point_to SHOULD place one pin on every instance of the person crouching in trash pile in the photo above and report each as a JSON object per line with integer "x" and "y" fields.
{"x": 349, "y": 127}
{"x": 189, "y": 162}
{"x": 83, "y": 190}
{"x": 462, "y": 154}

Stated exercise: Rewrite the entries with "trash pile" renamed to "garbage heap", keeping everything else the same.

Answer below:
point_to SHOULD place one pin on every instance of the person crouching in garbage heap in the photo above and report each as a JSON object per line with integer "x" and "y" fields.
{"x": 349, "y": 127}
{"x": 189, "y": 162}
{"x": 83, "y": 190}
{"x": 462, "y": 154}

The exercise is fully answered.